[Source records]
##########

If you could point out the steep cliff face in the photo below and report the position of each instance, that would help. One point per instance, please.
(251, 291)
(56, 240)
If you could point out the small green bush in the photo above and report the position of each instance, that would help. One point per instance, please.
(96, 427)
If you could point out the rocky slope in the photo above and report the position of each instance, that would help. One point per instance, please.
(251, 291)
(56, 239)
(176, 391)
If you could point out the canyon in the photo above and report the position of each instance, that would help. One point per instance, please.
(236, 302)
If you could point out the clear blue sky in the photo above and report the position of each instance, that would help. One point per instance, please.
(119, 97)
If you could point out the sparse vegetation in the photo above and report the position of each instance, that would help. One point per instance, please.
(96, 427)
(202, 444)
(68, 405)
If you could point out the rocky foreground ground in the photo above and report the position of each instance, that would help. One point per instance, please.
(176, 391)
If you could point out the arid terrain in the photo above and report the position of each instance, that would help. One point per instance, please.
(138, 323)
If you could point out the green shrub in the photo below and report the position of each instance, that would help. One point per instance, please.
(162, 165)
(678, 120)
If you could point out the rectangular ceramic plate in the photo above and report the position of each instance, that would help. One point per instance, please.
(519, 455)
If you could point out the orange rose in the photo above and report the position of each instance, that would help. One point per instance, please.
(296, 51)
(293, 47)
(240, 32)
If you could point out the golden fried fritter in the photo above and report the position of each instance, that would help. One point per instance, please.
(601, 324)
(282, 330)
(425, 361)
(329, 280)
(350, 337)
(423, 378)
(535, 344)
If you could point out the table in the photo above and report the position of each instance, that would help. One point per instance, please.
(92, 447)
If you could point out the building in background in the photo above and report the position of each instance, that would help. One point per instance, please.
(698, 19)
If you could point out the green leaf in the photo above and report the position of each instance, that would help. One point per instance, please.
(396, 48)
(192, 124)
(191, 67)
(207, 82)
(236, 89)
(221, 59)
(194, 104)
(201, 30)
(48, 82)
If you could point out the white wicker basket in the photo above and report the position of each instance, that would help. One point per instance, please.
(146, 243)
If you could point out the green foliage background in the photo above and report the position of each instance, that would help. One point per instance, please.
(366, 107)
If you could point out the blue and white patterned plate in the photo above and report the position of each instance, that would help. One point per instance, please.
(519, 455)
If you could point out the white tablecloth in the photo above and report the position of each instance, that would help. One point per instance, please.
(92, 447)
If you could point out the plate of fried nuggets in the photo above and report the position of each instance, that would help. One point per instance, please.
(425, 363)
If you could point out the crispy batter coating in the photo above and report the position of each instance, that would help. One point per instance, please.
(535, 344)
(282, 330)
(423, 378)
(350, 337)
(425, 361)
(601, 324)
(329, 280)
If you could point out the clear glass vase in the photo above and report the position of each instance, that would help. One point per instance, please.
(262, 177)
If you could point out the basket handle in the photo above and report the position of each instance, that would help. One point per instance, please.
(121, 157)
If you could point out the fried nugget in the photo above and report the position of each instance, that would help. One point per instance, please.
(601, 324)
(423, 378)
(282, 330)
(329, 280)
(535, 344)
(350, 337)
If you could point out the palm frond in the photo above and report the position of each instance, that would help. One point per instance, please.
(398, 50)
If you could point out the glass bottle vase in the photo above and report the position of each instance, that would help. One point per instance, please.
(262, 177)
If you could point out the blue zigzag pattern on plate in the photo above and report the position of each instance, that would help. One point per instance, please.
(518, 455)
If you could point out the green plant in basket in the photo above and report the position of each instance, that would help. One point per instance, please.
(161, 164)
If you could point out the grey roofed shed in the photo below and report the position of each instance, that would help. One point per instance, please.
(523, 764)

##########

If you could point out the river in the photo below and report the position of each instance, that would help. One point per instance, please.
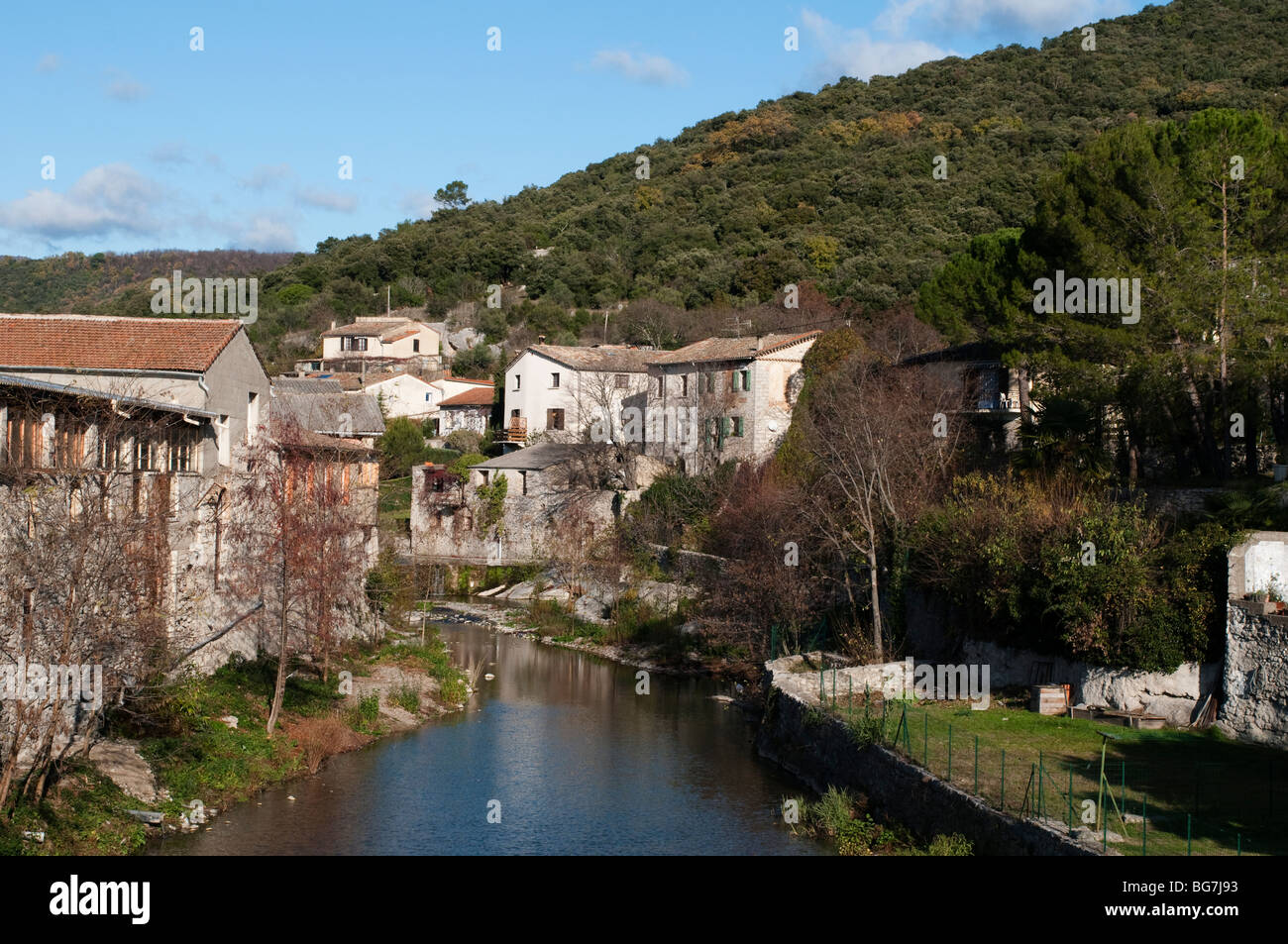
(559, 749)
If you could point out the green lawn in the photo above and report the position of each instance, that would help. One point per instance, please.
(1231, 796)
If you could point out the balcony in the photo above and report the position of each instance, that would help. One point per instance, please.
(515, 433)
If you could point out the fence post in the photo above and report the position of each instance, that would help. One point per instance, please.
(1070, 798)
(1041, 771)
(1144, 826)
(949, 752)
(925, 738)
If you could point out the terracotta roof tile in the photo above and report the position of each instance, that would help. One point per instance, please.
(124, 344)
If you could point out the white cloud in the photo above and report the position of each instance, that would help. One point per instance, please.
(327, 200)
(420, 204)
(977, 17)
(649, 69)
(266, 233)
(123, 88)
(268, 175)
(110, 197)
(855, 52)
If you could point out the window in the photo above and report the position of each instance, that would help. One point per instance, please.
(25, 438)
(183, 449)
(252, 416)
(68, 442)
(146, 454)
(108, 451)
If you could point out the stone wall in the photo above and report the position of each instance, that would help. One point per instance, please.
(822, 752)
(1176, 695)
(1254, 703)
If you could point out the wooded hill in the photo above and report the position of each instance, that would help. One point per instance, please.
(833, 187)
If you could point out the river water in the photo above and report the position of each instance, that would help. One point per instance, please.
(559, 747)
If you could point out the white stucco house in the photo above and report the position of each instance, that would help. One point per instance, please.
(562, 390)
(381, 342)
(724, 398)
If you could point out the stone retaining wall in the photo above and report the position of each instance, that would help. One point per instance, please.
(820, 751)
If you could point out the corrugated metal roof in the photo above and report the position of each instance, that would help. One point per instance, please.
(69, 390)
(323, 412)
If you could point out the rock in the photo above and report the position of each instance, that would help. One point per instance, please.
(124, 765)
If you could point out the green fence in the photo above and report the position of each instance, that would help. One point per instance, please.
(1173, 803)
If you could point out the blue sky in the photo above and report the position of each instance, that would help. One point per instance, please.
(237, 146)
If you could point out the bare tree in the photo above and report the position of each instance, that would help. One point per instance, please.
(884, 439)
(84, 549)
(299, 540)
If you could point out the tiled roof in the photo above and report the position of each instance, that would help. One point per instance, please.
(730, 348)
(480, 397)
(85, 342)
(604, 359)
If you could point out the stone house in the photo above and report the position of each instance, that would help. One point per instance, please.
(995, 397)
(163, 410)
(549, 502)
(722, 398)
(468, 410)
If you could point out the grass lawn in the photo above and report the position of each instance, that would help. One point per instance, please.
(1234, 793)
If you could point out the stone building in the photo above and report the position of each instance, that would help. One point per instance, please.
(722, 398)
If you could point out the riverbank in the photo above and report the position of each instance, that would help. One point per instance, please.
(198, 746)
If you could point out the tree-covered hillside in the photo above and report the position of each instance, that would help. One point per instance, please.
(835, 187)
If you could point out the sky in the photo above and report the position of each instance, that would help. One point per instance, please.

##########

# GIVEN INSTRUCTION
Rewrite only the entries from the line containing "If you could point out the stone retaining" through the line containing "(1173, 803)", both included. Replace "corrugated metal roof" with "corrugated iron roof" and keep everything else unchanged.

# CORRECT OUTPUT
If you could point out the stone retaining wall in the photo above and report the position of each instance, that would help. One point per instance, please.
(820, 751)
If you could point out the corrugated iron roof in the photo above and report the position of each instance, that would help. One point per instance, please.
(69, 390)
(323, 412)
If you could point out the rock in the photo above and report the position of each instance, that would help. One point per instance, please.
(124, 765)
If you could point out the green fence in the photo above and report the position of each instance, that would help. One point per instance, please.
(1173, 803)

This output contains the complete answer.